-- Source information follows --
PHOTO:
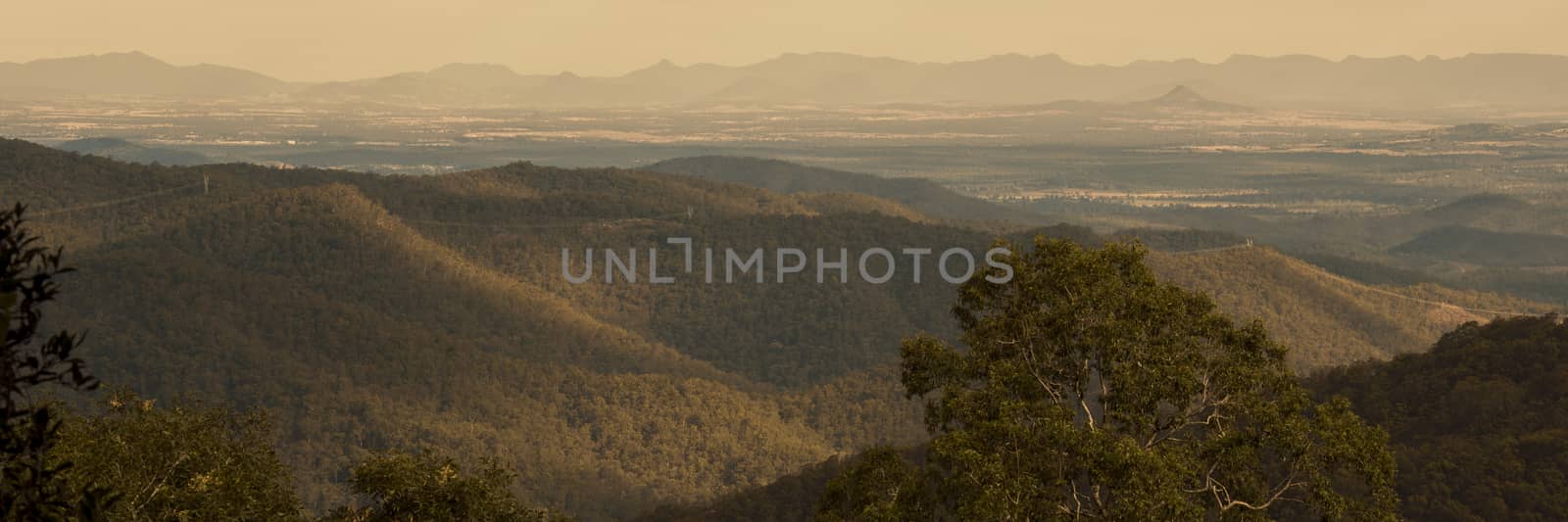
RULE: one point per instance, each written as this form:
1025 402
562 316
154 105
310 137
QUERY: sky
339 39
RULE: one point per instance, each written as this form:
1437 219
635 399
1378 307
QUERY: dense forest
365 315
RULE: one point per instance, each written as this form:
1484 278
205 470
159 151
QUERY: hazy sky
333 39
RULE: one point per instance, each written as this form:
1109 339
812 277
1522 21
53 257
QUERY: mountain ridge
1291 80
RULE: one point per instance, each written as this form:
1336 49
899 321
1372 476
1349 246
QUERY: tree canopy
1090 389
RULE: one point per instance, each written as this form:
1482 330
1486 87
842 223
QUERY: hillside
384 310
1489 248
132 153
1479 423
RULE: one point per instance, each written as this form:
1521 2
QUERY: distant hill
125 151
132 72
921 195
1489 248
1184 98
391 310
1267 82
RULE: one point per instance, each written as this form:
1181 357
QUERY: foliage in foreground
1090 389
31 486
423 486
182 462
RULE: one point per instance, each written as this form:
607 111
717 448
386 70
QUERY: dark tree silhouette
31 488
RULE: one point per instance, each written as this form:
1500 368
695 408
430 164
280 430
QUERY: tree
182 462
33 486
1090 389
423 486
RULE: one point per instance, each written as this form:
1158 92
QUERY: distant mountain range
1296 82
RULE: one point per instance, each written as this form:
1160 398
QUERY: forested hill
1479 423
792 177
372 312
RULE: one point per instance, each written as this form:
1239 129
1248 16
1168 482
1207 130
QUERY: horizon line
670 63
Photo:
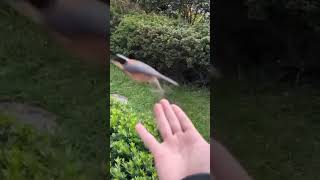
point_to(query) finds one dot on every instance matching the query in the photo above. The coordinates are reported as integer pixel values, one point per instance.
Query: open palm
(183, 151)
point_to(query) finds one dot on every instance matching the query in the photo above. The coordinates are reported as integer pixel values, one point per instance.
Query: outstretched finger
(184, 120)
(162, 122)
(171, 117)
(148, 139)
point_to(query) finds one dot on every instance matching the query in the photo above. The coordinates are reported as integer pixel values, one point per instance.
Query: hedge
(171, 46)
(129, 158)
(25, 154)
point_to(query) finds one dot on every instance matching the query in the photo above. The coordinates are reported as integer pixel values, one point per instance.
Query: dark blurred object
(81, 26)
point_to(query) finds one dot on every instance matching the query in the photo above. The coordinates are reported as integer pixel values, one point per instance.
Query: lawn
(274, 132)
(194, 101)
(33, 69)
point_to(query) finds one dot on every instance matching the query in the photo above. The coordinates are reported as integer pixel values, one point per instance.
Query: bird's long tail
(168, 79)
(123, 57)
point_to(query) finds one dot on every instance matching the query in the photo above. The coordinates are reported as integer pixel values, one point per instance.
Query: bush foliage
(26, 154)
(129, 158)
(167, 44)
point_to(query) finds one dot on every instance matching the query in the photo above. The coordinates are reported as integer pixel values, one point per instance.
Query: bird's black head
(120, 60)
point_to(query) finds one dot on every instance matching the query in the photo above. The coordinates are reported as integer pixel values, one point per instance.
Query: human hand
(183, 151)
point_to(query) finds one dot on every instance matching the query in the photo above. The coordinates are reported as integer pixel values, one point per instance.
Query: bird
(141, 72)
(80, 26)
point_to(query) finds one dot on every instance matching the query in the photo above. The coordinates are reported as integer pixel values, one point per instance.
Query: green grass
(35, 70)
(275, 135)
(194, 101)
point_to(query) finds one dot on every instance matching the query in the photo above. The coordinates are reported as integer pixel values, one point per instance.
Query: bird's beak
(116, 63)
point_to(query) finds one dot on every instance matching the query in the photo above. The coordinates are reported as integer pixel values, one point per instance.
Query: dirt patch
(32, 115)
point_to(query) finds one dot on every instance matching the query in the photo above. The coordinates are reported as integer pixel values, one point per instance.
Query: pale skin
(183, 151)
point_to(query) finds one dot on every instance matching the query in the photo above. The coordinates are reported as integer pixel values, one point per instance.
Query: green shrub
(167, 44)
(129, 158)
(26, 154)
(120, 8)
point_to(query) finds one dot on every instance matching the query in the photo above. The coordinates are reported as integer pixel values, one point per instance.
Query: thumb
(148, 139)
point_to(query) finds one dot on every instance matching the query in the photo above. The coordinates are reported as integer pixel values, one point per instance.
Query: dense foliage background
(175, 45)
(129, 158)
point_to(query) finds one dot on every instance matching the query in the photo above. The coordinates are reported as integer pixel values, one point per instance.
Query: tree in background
(190, 10)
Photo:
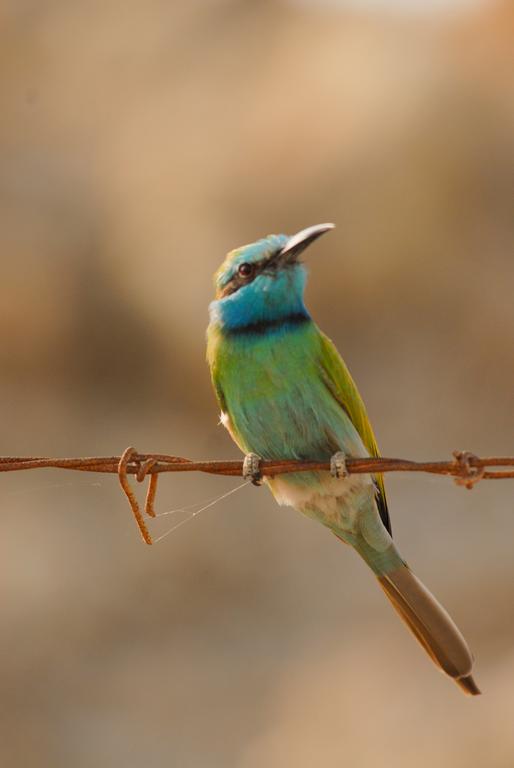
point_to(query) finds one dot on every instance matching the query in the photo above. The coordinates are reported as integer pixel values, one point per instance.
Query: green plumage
(285, 393)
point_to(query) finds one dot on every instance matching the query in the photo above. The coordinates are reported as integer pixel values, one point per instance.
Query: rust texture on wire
(465, 468)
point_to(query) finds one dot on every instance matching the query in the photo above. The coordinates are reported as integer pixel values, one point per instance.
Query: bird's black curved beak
(299, 242)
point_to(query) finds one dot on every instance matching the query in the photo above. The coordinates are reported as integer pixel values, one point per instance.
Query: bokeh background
(138, 143)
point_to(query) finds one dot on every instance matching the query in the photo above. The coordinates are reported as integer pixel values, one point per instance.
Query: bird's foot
(252, 468)
(338, 465)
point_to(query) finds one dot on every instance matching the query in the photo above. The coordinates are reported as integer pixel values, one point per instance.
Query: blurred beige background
(138, 143)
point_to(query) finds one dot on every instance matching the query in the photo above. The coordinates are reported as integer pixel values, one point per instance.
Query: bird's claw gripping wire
(338, 466)
(252, 468)
(129, 456)
(469, 474)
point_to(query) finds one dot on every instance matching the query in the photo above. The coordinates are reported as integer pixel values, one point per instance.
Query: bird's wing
(342, 387)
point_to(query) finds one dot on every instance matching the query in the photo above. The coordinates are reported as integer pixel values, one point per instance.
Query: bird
(285, 393)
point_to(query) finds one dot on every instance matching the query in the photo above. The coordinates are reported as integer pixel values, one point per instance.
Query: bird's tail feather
(430, 624)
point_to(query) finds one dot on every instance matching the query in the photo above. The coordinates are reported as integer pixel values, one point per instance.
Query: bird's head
(264, 281)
-- Source information concluded --
Aim of the task
Reproduce each entry exactly as written, but leave out the images.

Answer to this task
PHOTO:
RULE: one point per instance, each written as this form:
1025 402
562 316
154 105
310 137
QUERY: sky
339 39
RULE: one point per instance, each written as this form:
1437 219
635 399
1378 307
QUERY: dense forest
365 315
RULE: one point per instance, each written as this form:
1484 278
205 470
159 151
QUERY: hazy sky
333 39
RULE: one point per instance, each written as this form:
1109 339
812 277
1522 21
53 257
QUERY: mountain ridge
1291 80
RULE: one point per instance, each written as this form:
1336 49
899 321
1372 476
1349 246
QUERY: tree canopy
1090 389
RULE: one point per instance, each written as this form:
1482 330
1486 87
842 223
QUERY: hillside
384 310
1489 248
132 153
1479 423
RULE: one point per instance, each written as this form:
1521 2
QUERY: distant hill
125 151
132 72
921 195
1489 248
1184 98
391 310
1267 82
RULE: one point per instance, each written as this form:
1181 357
QUERY: foliage in foreground
1090 389
31 486
423 486
182 462
RULE: one point per instance, each written as this form:
607 111
717 448
386 70
QUERY: dark tree silhouette
31 488
RULE: one point per instance, each written as this form:
1500 368
695 408
430 164
280 430
QUERY: tree
182 462
33 486
1090 389
423 486
RULE: one point per instance, each written as this form:
1158 92
QUERY: distant mountain range
1296 82
RULE: one point per instance, each written as this form:
1160 398
QUERY: forested hill
1479 423
792 177
372 312
RULE: one point per instance, each written as this form:
1239 129
1248 16
1168 482
1207 130
QUERY: horizon line
670 63
Photo:
point_to(query) finds one dot on every instance matching the query in the photo above. The coordinates are reported as integer pixel values, one point per instance.
Query: open palm
(183, 151)
point_to(query) finds one dot on every instance matching the query in the photo above. The coordinates are reported as integer pixel values, one point per instance.
Query: outstretched finger
(184, 120)
(162, 122)
(171, 117)
(148, 139)
point_to(query) finds one dot on every instance matching the query in the photo above. The coordinates are reported as integer pixel values, one point per instance.
Query: hedge
(171, 46)
(129, 158)
(25, 154)
point_to(query) finds one dot on every instance matching the query in the photo above. The coordinates are reported as integer pixel values, one point per instance.
Query: dark blurred object
(81, 26)
point_to(query) finds one dot on every instance matching the query in the photo above. The coordinates are reported as integer pixel values, one point per instance.
Query: lawn
(274, 132)
(194, 101)
(33, 69)
point_to(query) finds one dot on every instance matching the query in the photo above. The coordinates are reported as integer pixel values, one point per instance.
Query: bird's long tail
(168, 79)
(123, 57)
point_to(query) finds one dot on every instance matching the query in the photo above. The coordinates are reported as integer pixel values, one point per instance.
Query: bush foliage
(26, 154)
(129, 158)
(167, 44)
point_to(query) finds one dot on every instance matching the query in the photo above. The coordinates are reported as integer pixel values, one point per instance.
Query: bird's black head
(120, 60)
point_to(query) finds one dot on every instance matching the query in the photo above. The coordinates are reported as integer pixel values, one point per instance.
Query: human hand
(183, 151)
point_to(query) finds one dot on every instance matching the query in the photo above. The coordinates are reported as integer pixel values, one point per instance.
Query: bird
(141, 72)
(80, 26)
point_to(query) finds one dot on every instance matching the query in the photo above. The coordinates are reported as integer pixel values, one point per instance.
Query: green grass
(35, 70)
(275, 135)
(194, 101)
point_to(query) finds one dot on every instance matching the query in the photo above. The coordinates are reported as integer pixel values, one point per instance.
Query: bird's beak
(116, 63)
point_to(query) finds one dot on every instance matching the query in the photo above. The coordinates are reported as integer pixel values, one point per instance.
Query: dirt patch
(32, 115)
point_to(query) finds one dot on every instance matching the query in the photo above. The coordinates are reported as integer pixel values, one point per instance.
Query: pale skin
(183, 151)
point_to(query) finds one dot on every instance matching the query in the photo above. The coordinates are reported as integer pixel values, one point per instance.
Query: green shrub
(167, 44)
(129, 158)
(26, 154)
(120, 8)
point_to(query) finds one dot on every instance matching the query in the photo above. The coordinates are reported as integer pixel values, one point per instance.
Query: thumb
(148, 139)
point_to(query) finds one dot on every instance matching the query in the photo above. The coordinates are reported as integer pixel values, one point per instance.
Query: dense foliage background
(175, 45)
(129, 158)
point_to(query) finds one dot on every instance matching the query in the photo above. The coordinates are reported as integer pixel values, one point per instance.
Query: tree in background
(190, 10)
Photo:
point_to(query) finds one dot on every instance matching the query in the photo above. The coordinates are reported as integer pixel values, one point per instance.
Query: green plumage
(285, 393)
point_to(query) finds one dot on every instance matching the query in the photo above. The coordinates are reported as integer pixel values, one point per instance.
Query: rust texture on wire
(465, 468)
point_to(query) finds one dot on every instance matching the query in the photo above. The coordinates are reported as integer pixel values, one point per instance.
Query: bird's black curved beak
(299, 242)
point_to(query) finds one dot on every instance matching the query in the photo above. The coordinates are reported as integer pixel values, one point per instance.
Query: bokeh background
(138, 143)
point_to(query) finds one dot on every instance matching the query in the photo above. The coordinates are reported as integer pixel values, one point per instance.
Query: bird's foot
(252, 468)
(338, 465)
point_to(query) finds one dot on every instance matching the query in the photo above. The coordinates are reported as integer pixel values, one point per instance.
Query: blurred beige background
(138, 143)
point_to(query) finds one dot on every instance matching the query in the photo above. The coordinates are reported as integer pixel values, one point per instance.
Query: bird's claw gripping wire
(338, 466)
(252, 468)
(129, 456)
(469, 474)
point_to(query) finds one dot on every instance matching the query in the photo above. The coordinates are reported as integer pixel values, one point per instance.
Query: bird's wing
(342, 387)
point_to(query) finds one dot on every instance matching the query in the photo above. The coordinates are reported as integer pixel values, one point per instance.
Query: bird
(285, 393)
point_to(query) finds one dot on every instance matching the query in the photo above. The coordinates are reported as integer pixel values, one point per instance.
Query: bird's tail feather
(430, 624)
point_to(query) finds one dot on every instance matching the query in the photo above. The coordinates are reported as integer pixel values, one point per instance.
Query: bird's head
(264, 281)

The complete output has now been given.